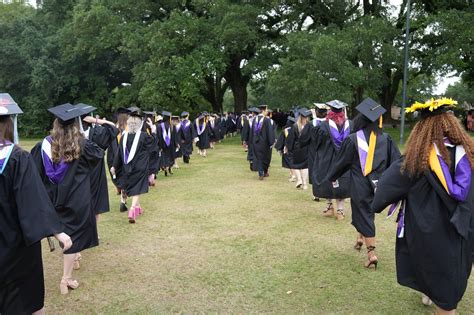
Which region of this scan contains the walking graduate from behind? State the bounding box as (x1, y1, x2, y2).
(249, 105, 275, 180)
(372, 98, 474, 314)
(327, 98, 401, 269)
(0, 94, 72, 314)
(31, 103, 103, 295)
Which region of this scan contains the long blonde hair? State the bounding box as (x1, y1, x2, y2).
(296, 115, 307, 133)
(50, 119, 83, 163)
(127, 116, 143, 134)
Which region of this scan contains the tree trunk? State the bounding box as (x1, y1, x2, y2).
(224, 57, 250, 114)
(378, 69, 403, 125)
(203, 74, 228, 113)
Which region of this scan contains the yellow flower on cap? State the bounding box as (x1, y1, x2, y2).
(405, 97, 457, 113)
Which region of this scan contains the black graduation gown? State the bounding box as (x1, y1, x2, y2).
(226, 116, 237, 134)
(274, 125, 293, 169)
(0, 147, 64, 315)
(113, 131, 155, 197)
(220, 117, 228, 137)
(178, 120, 196, 157)
(106, 130, 125, 189)
(86, 124, 119, 214)
(327, 131, 401, 237)
(174, 125, 183, 158)
(299, 121, 352, 199)
(372, 152, 474, 311)
(285, 124, 309, 170)
(209, 121, 219, 142)
(249, 116, 275, 172)
(194, 120, 211, 150)
(31, 139, 103, 254)
(157, 122, 178, 168)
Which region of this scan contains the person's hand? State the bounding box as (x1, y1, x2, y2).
(110, 167, 116, 176)
(54, 232, 72, 252)
(283, 146, 288, 154)
(146, 118, 156, 133)
(148, 174, 156, 186)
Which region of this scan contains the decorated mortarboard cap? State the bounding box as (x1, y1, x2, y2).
(0, 93, 23, 116)
(181, 111, 189, 117)
(326, 100, 347, 110)
(75, 103, 96, 116)
(313, 103, 329, 110)
(298, 108, 312, 118)
(356, 97, 386, 122)
(128, 106, 143, 117)
(48, 103, 83, 124)
(405, 97, 457, 118)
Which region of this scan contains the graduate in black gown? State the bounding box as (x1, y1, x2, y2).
(275, 116, 296, 182)
(299, 100, 352, 220)
(308, 103, 329, 201)
(31, 103, 104, 295)
(242, 108, 258, 169)
(208, 114, 219, 149)
(178, 111, 195, 164)
(157, 111, 178, 176)
(249, 105, 276, 179)
(372, 98, 474, 313)
(285, 108, 312, 190)
(107, 107, 130, 212)
(144, 111, 159, 186)
(171, 115, 183, 169)
(237, 111, 248, 136)
(0, 96, 72, 314)
(79, 105, 119, 221)
(327, 98, 401, 269)
(194, 113, 211, 157)
(111, 107, 157, 224)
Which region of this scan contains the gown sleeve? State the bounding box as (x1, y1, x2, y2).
(285, 127, 296, 153)
(327, 137, 356, 181)
(266, 118, 276, 146)
(371, 158, 414, 213)
(298, 124, 313, 147)
(113, 137, 124, 170)
(274, 132, 285, 152)
(30, 142, 45, 178)
(82, 139, 105, 169)
(14, 149, 64, 246)
(90, 124, 119, 150)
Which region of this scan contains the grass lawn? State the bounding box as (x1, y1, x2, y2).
(19, 130, 473, 314)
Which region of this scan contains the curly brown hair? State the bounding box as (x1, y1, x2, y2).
(50, 119, 84, 163)
(402, 112, 474, 177)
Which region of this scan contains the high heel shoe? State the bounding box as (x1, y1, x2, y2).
(354, 237, 364, 251)
(60, 277, 79, 295)
(322, 202, 334, 217)
(128, 207, 136, 224)
(73, 253, 82, 270)
(365, 246, 378, 270)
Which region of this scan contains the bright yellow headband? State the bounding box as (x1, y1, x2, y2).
(405, 97, 457, 113)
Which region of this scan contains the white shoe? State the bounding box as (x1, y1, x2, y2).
(302, 184, 308, 190)
(288, 176, 296, 182)
(421, 294, 432, 306)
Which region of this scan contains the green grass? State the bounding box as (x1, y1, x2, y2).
(18, 135, 473, 314)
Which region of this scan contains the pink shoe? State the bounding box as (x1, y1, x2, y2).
(128, 208, 136, 224)
(135, 206, 143, 217)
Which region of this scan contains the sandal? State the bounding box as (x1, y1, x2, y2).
(365, 246, 378, 270)
(323, 202, 334, 217)
(60, 277, 79, 295)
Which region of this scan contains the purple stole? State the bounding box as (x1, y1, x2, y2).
(254, 116, 264, 134)
(328, 120, 350, 149)
(161, 123, 171, 147)
(41, 136, 71, 184)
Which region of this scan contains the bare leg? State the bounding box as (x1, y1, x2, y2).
(295, 170, 303, 188)
(132, 195, 140, 207)
(435, 306, 455, 315)
(32, 307, 45, 315)
(364, 237, 378, 269)
(335, 199, 345, 220)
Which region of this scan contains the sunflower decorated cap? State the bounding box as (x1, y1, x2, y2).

▶ _WHAT IS BEING ASKED_
Your output should be the lines from the one with "Which region of this scan contains the sandal?" through the last line of the entries above, copied exactly and nothing more.

▶ _REPLY_
Which region of this scan contains the sandal? State the bounding box as (x1, y1, x2, y2).
(365, 246, 378, 270)
(323, 202, 334, 217)
(60, 277, 79, 295)
Which region of this scan contains the purple stole? State the bounding box as (x1, y1, x2, y2).
(254, 116, 264, 134)
(328, 120, 350, 149)
(161, 123, 171, 147)
(41, 136, 71, 184)
Which region of this scan contains the bare leg? State the bounding box as (x1, y1, x2, y2).
(295, 170, 303, 188)
(132, 195, 140, 207)
(435, 306, 455, 315)
(32, 307, 45, 315)
(364, 237, 378, 269)
(335, 199, 345, 220)
Which region of this scan contains the sunflower decorated cap? State the bounding box as (x1, y1, x2, y2).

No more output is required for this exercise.